実施課題 – M-1決勝の審査場面を描いた引用文を、最後の文の後から書き継いでください。

引用文 –
++++
いまや国民的人気のサンドウィッチマンは、2007年のチャンピオン。
敗者復活からの大逆転劇を見せたわけですが、あの日までは、その名を知る人も少なく、焦燥の中にいました。
彼らの青春時代から震災後の近況までを綴った『復活力』(幻冬舎文庫)より、M-1で勝ち上がっていったあの「奇跡の瞬間」を公開します。

*   *   *
 

(撮影:関根虎洸 2007年

【富澤たけし】
初めて伊達に、コンビを組んでよかっただろ? と思えた

3組すべてのネタが終了した。

そしてCM明け、いよいよファイナル決勝の審査結果が発表される。

サンドウィッチマンが優勝できるかどうか。このときの、僕の予測は半々だった。

もちろん1位になりたかったけれど、3位と言われても受け入れられただろう。それぐらい、やり尽くした感はあった。後で録画した映像を見ると、トータルテンボスもキングコングも、同じようにさっぱりした顔をしていた。当然だろう。この場で「やり尽くした」というところまで出し切れないコンビが、ファイナル決勝に上がって来られるはずはない。

審査員7名。それぞれがモニターに、優勝と思うコンビを挙げてゆく。

1人目、左端の中田カウスさんは、トータルテンボスだった。大竹まことさんがキングコング、オール巨人さんがサンドウィッチマン、ラサール石井さんがトータルテンボス……その辺りで、僕は一瞬、ホッとした。

よかった、ゼロ票じゃなくて。

いちおう、この舞台で互角の戦いをしたんだなと。
++++
データ一覧 –
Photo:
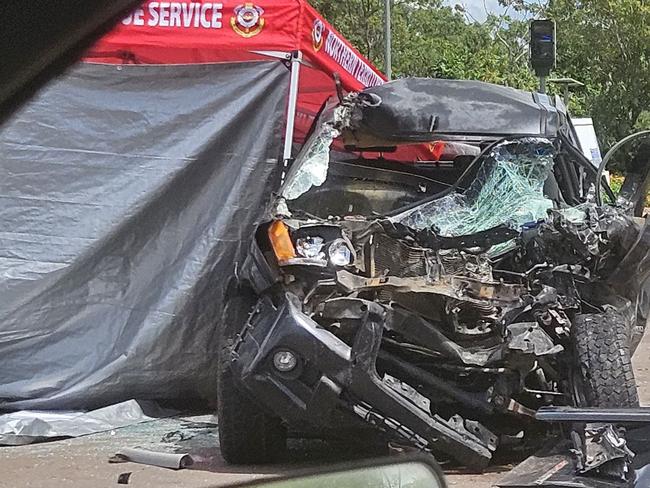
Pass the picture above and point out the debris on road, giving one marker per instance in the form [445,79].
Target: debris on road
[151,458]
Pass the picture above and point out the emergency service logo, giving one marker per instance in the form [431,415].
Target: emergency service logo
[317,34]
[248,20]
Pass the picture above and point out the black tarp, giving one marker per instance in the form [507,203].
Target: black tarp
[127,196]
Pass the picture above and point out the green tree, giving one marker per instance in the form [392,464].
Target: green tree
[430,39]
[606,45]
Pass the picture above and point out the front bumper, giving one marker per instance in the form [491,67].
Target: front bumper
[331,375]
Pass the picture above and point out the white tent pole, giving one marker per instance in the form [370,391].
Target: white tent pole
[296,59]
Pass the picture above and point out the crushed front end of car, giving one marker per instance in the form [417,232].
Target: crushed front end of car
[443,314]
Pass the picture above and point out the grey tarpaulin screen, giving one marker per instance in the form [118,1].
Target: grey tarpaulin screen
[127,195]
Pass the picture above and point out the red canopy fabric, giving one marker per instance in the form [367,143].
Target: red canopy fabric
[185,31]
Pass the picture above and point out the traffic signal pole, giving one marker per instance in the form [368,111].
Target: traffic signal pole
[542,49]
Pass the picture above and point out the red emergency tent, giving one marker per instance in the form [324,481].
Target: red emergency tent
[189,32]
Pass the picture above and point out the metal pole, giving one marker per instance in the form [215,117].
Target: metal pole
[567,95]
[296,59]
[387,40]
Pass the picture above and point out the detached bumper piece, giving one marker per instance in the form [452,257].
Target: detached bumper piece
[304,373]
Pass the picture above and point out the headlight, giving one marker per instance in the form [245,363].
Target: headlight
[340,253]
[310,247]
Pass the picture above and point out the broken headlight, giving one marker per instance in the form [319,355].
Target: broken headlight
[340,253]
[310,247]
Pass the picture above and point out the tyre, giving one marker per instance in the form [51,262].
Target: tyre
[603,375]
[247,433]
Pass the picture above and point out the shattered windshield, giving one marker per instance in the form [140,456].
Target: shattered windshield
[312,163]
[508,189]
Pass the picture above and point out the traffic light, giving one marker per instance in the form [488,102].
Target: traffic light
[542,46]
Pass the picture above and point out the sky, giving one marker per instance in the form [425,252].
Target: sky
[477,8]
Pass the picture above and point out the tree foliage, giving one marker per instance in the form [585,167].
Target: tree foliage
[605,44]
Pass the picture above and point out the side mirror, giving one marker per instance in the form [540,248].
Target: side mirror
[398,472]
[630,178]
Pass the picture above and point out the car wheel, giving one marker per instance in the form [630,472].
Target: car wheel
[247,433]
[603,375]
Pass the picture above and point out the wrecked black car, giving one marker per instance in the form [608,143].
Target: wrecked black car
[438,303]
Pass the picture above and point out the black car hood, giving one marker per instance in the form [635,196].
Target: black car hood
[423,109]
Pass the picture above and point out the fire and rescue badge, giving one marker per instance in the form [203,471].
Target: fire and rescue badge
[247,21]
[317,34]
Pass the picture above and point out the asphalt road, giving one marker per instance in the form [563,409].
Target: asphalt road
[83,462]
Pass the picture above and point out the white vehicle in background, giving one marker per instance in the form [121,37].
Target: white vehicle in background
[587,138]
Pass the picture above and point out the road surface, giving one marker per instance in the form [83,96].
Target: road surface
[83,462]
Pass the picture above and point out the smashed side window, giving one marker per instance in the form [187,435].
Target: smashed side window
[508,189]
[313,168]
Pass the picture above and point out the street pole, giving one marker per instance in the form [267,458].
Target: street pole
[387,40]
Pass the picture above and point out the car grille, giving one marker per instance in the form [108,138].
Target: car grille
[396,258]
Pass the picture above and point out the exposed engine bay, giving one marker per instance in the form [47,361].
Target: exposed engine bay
++++
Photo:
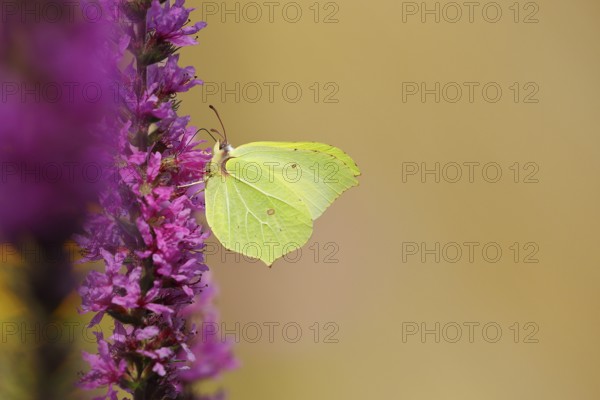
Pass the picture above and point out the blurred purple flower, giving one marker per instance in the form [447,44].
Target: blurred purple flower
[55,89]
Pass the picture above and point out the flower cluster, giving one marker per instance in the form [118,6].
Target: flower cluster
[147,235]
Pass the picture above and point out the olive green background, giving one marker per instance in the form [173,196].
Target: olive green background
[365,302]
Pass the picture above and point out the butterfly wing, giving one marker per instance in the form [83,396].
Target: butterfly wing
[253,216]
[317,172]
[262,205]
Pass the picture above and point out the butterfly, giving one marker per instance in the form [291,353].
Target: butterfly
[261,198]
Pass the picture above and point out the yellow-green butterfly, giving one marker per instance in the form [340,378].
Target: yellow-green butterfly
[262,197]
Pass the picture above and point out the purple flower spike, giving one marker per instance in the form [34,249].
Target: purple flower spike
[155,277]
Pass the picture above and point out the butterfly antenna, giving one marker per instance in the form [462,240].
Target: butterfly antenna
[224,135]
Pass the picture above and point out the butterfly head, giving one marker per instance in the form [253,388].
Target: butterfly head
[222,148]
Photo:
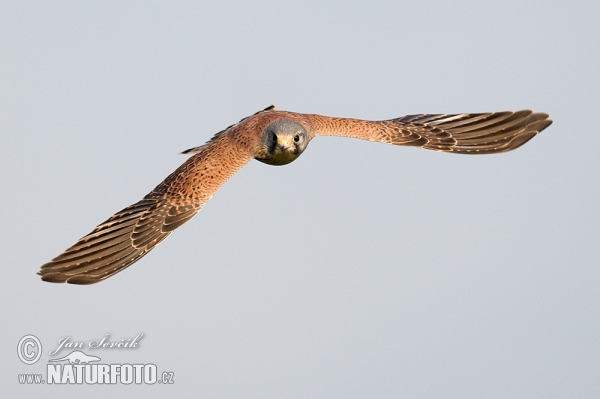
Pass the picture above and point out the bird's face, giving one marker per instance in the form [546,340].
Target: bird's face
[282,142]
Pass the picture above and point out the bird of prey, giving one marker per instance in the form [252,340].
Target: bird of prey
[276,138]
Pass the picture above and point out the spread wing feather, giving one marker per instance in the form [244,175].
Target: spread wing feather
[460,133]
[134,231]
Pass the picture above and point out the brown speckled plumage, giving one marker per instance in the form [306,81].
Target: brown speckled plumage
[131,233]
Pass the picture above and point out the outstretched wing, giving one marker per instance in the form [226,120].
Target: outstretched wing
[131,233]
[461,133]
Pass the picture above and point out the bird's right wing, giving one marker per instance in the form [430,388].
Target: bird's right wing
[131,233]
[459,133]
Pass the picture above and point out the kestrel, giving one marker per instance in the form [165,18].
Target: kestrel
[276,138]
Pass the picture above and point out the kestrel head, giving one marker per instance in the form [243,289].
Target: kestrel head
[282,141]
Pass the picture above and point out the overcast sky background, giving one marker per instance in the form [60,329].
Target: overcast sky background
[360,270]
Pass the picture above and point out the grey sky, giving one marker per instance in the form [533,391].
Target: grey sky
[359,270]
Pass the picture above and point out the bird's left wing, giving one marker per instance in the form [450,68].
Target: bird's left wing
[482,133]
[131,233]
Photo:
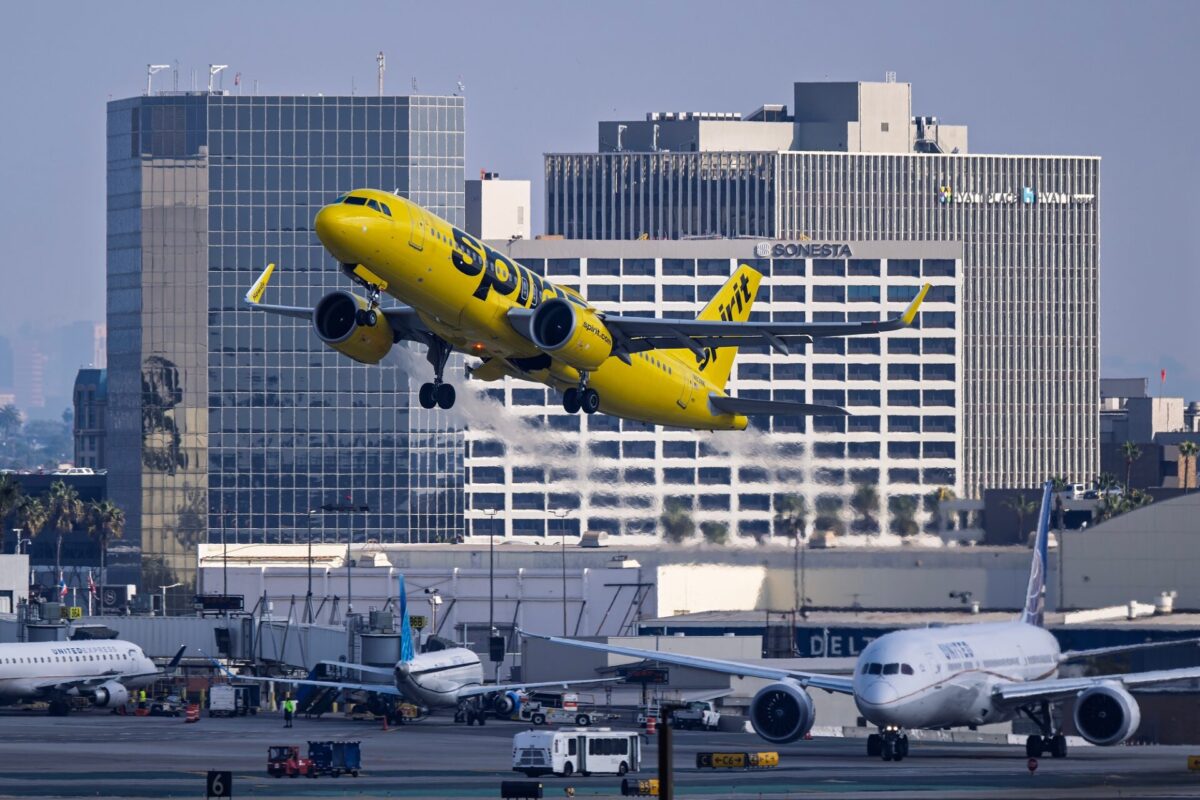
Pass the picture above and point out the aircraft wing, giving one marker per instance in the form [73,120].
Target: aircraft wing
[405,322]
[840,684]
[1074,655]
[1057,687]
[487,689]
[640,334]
++++
課題の解答 –
トータルテンボスに2票入っている。そこで「あ。うちらの優勝はないな」と思った。彼らに優勝を持っていかれるのなら、まあしょうがないかと納得した。

しかし。

上沼恵美子さんがサンドウィッチマン──。

おっ、2票目!?

僕らの名前が挙がると、お客さんの声が鋭い歓声に変わった。

次の松本人志さんも、サンドウィッチマンを挙げてくれた!

やった、これでもう、大収穫だ!!

あの松本さんに認めてもらえたんだって。この瞬間、伊達は3票入って、自動的に優勝が決まったのを知ったらしいけど、僕はそこまで頭が回らなかった。

(うちらが優勝するのは、おかしいだろう……!!)

その瞬間に頭をよぎった、嘘偽らざる気持ちだ。

「第7代M – 1チャンピオン、サンドウィッチマン! フラットファイヴ所属!」なんて、ありえない。2004年のアンタッチャブルさんみたいに、その前の年に活躍して次年度に優勝というスタイルは想像できるけど、いきなりここで僕らが、敗者復活から優勝なんて……そんなのマンガの世界じゃないか。できるはずないだろうって。

ところが。

ラストの紳助さんが──数秒、間を置いて。

サンドウィッチマンを挙げた!!

「優勝は、サンドウィッチマンーーーーーーーーーー!!」

今田さんのコールが会場を貫いた。

その直後、紙吹雪がクラッカーの音とともに舞いあがった。

お客さんの大歓声と拍手。全員の「本当に!?」というびっくりした顔が、はっきり見えた。

僕はそのとき、

(こんなこと、あるんだ!? マジで!?)

という気持ちだった。

想像が、現実になってしまったという驚き。そして、どこか「まあ、ありえなくはないな」という平然とした感情。ふたつの相反する感情が、ぐるぐる交錯していた。

紙吹雪の中、僕は伊達の肩を引っ張って、グッと抱きついた。また、腕で伊達のメガネをギュッと押し上げたけど、気にしない。

感動もあるけど、正直、こう映ったらカッコいいんじゃない? という計算もあった。全体を通して、僕はM – 1グランプリでの戦いを、適度に客観視できていたのかもしれない。

この場合は、優勝するかできないか。その2択しかなくて、どっちかだろうってイメージできたから、そんなあたふたすることはなかった。

いきなり暗闇から何か飛び出て来たらギャーッ!! ってなるけど。イメージできるものに対しては、割と心の準備はできる方だ。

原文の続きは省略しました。